*** Extracted material Section Begins ***
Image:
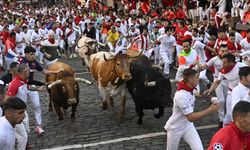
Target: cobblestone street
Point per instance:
(95, 128)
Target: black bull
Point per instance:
(148, 96)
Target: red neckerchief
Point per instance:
(17, 77)
(51, 40)
(13, 40)
(228, 69)
(70, 32)
(248, 40)
(242, 135)
(183, 86)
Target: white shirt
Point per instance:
(239, 93)
(35, 37)
(232, 76)
(217, 63)
(72, 36)
(43, 32)
(199, 47)
(238, 37)
(7, 135)
(183, 105)
(167, 42)
(245, 45)
(1, 112)
(19, 38)
(26, 37)
(162, 30)
(188, 33)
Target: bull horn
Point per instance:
(152, 83)
(138, 54)
(105, 58)
(54, 83)
(83, 80)
(148, 84)
(157, 66)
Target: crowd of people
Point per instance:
(191, 36)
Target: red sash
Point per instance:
(228, 69)
(70, 32)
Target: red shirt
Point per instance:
(10, 44)
(78, 19)
(4, 35)
(233, 47)
(180, 34)
(230, 138)
(221, 41)
(208, 53)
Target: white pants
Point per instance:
(228, 117)
(148, 53)
(21, 133)
(39, 54)
(157, 55)
(179, 48)
(203, 76)
(192, 13)
(9, 61)
(167, 58)
(34, 97)
(47, 63)
(1, 60)
(221, 93)
(104, 37)
(189, 134)
(20, 50)
(1, 112)
(111, 47)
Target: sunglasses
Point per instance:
(32, 53)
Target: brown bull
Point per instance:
(86, 47)
(110, 72)
(63, 89)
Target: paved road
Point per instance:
(93, 125)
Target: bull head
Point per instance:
(57, 82)
(86, 47)
(149, 84)
(70, 88)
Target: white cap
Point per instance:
(245, 54)
(118, 20)
(215, 100)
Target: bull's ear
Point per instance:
(105, 58)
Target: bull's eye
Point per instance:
(63, 89)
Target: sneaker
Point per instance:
(28, 146)
(41, 62)
(39, 130)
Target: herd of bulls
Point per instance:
(114, 74)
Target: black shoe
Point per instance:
(220, 124)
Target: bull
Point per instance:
(63, 89)
(110, 71)
(148, 87)
(86, 47)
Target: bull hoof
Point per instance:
(157, 116)
(60, 118)
(111, 102)
(120, 118)
(139, 122)
(73, 119)
(50, 109)
(104, 105)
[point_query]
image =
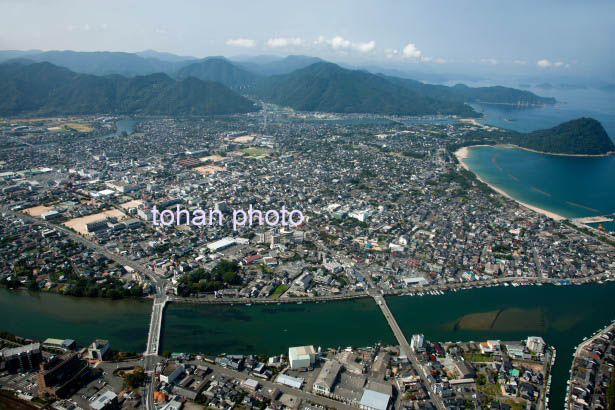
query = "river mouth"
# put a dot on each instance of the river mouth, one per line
(503, 320)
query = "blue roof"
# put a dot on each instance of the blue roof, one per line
(375, 400)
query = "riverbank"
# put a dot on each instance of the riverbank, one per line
(463, 153)
(584, 346)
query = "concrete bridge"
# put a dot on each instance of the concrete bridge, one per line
(406, 350)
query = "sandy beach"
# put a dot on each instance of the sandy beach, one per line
(463, 153)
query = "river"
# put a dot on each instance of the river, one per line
(562, 315)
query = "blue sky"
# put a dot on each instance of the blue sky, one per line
(559, 37)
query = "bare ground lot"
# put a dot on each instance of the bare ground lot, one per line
(79, 224)
(37, 211)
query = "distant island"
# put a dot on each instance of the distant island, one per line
(46, 89)
(70, 84)
(583, 136)
(579, 137)
(327, 87)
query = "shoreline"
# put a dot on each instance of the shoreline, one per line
(463, 153)
(608, 154)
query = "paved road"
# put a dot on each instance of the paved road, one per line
(151, 357)
(406, 350)
(324, 401)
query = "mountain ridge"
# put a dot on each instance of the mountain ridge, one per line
(43, 88)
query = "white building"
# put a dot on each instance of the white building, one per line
(172, 372)
(373, 400)
(536, 344)
(301, 356)
(361, 216)
(221, 244)
(416, 343)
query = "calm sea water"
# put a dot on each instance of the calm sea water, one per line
(570, 186)
(40, 315)
(563, 315)
(571, 104)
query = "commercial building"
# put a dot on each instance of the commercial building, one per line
(536, 344)
(60, 344)
(221, 244)
(416, 343)
(301, 357)
(327, 377)
(98, 349)
(373, 400)
(295, 382)
(106, 401)
(60, 373)
(20, 359)
(172, 372)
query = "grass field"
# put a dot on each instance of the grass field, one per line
(79, 127)
(255, 151)
(278, 291)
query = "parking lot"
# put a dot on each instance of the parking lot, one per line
(22, 382)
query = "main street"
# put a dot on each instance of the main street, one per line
(151, 357)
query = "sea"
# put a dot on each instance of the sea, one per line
(570, 186)
(562, 315)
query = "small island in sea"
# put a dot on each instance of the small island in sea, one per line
(579, 137)
(583, 136)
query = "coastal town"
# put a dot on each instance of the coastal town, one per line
(386, 205)
(482, 375)
(388, 209)
(590, 385)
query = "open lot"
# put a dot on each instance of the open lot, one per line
(37, 210)
(213, 158)
(208, 169)
(79, 224)
(131, 204)
(244, 139)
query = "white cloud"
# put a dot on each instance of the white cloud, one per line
(491, 61)
(241, 42)
(391, 52)
(284, 42)
(340, 42)
(342, 45)
(410, 51)
(544, 63)
(364, 47)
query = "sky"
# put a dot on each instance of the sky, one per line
(547, 37)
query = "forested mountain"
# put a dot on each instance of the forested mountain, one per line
(104, 62)
(45, 89)
(266, 67)
(463, 93)
(330, 88)
(583, 136)
(221, 70)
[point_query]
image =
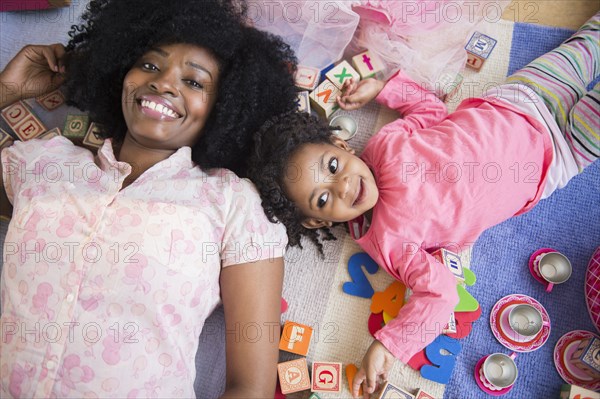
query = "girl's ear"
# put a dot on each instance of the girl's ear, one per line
*** Extracted material Section Ends ***
**Work task:**
Would you copy out each line of the records above where the word "shirt" occurs?

**Answer box:**
Target: white shirt
Target: red shirt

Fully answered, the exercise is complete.